» **TU TAREA**
Cuenta cuántas líneas de los ítems de abajo contienen la palabra "line", teniendo en cuenta mayúsculas y minúsculas. Responde solo con el número.

» **DATOS DE ENTRADA**

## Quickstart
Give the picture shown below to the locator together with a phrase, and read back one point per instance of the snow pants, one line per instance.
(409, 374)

* * *

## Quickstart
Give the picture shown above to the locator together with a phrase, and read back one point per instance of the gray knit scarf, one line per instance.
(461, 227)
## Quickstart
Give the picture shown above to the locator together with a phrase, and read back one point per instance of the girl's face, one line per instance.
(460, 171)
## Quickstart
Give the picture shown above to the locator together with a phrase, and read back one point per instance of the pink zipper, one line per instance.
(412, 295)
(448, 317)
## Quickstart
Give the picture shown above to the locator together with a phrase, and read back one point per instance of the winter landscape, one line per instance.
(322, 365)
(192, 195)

» **RESPUESTA**
5